### Record forniti
* * *
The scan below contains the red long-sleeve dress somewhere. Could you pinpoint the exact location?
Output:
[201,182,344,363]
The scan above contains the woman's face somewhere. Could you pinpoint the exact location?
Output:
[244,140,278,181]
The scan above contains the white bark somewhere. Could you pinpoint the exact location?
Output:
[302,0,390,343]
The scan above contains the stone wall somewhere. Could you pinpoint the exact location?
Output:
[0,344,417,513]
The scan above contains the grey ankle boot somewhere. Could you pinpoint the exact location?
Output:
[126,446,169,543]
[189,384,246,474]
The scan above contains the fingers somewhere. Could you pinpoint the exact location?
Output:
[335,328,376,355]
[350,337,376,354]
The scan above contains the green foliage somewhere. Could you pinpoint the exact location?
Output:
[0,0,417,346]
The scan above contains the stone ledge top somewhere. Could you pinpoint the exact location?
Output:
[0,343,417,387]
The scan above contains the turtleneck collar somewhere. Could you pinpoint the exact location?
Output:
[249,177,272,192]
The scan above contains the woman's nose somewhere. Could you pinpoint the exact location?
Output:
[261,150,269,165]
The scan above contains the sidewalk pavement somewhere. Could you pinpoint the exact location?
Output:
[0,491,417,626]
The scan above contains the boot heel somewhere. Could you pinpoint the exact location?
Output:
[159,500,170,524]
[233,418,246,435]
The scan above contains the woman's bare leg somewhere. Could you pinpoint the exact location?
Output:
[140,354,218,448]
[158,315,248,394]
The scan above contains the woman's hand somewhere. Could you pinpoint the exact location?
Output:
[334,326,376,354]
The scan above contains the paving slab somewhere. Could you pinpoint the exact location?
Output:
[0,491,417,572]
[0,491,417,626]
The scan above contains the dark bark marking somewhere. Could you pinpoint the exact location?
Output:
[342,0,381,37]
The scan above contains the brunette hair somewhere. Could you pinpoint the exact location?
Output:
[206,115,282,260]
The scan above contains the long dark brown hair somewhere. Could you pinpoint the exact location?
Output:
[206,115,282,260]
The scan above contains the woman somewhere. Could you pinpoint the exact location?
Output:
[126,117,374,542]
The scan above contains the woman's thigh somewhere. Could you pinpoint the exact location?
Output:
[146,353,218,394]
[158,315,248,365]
* * *
### Obiettivo indicato
Converti tutti i record riportati sopra in una lista JSON di stringhe, una per ogni riga, omettendo le righe vuote.

### Risposta
[
  "The scan below contains the red long-sleeve dress somewhere. Could you pinpoint the exact location?",
  "Output:",
  "[201,182,344,363]",
  "The scan above contains the woman's face somewhere. Could you pinpoint the exact location?",
  "Output:",
  "[244,140,278,181]",
  "The scan above contains the white bark somewhere. Could you pinpoint the exact location?",
  "Output:",
  "[302,0,390,343]",
  "The scan above contains the stone wall somewhere. Could you pinpoint the exact location?",
  "Output:",
  "[0,344,417,513]",
  "The scan above contains the grey ankle boot somewhere. Could you pinpoint the exact location?",
  "Output:",
  "[126,446,169,543]",
  "[189,384,246,474]",
  "The scan above contains the fingers somewhere. Could you pinpoint the exact location?",
  "Output:",
  "[335,328,376,355]",
  "[350,337,376,354]",
  "The scan above contains the green foliage somewhere. Could you pinpoint the exact location?",
  "Output:",
  "[0,0,417,346]",
  "The scan above contains the stone ledge top somewhere. Could you pinpoint the exact location?",
  "Output:",
  "[0,343,417,387]",
  "The scan above contains the turtleneck collar somewhere. Could you pinpoint the exact location?",
  "Output:",
  "[249,177,272,192]",
  "The scan above contains the woman's nose somewhere. Could you pinpoint the exact location?",
  "Output:",
  "[261,150,269,165]",
  "The scan above contains the sidewalk pavement somewhere. Could you pinpoint the exact location?",
  "Output:",
  "[0,491,417,626]",
  "The scan above contains the boot heel somewhere. Could you pinpoint the exact location?",
  "Output:",
  "[159,500,170,524]",
  "[233,418,246,435]",
  "The scan above contains the woman's bare leg somewhere. Could you pinpoint the exact location?",
  "Output:",
  "[140,354,218,448]",
  "[158,315,248,394]",
  "The scan above contains the woman's hand somewhere. Could you pinpoint the exact location?",
  "Output:",
  "[334,326,376,354]",
  "The scan above contains the paving slab somewhere. Could you pinpoint the exact location?",
  "Output:",
  "[0,491,417,572]",
  "[0,491,417,626]",
  "The scan above contains the dark bark marking somewhere. Could you pinpoint the exact location?",
  "Output:",
  "[342,0,381,37]",
  "The scan above contains the brunette hair somewhere. Could you pinpoint the exact location?",
  "Output:",
  "[206,115,282,260]",
  "The scan above contains the long dark brown hair somewhere. Could you pinpoint the exact location?",
  "Output:",
  "[206,115,282,260]",
  "The scan above contains the woman somewhere. Could you pinpoint the exact location?",
  "Output:",
  "[126,117,374,542]",
  "The scan above contains the woman's thigh somewhere. Could you pinpoint the exact location?",
  "Output:",
  "[146,353,218,394]",
  "[158,315,248,365]"
]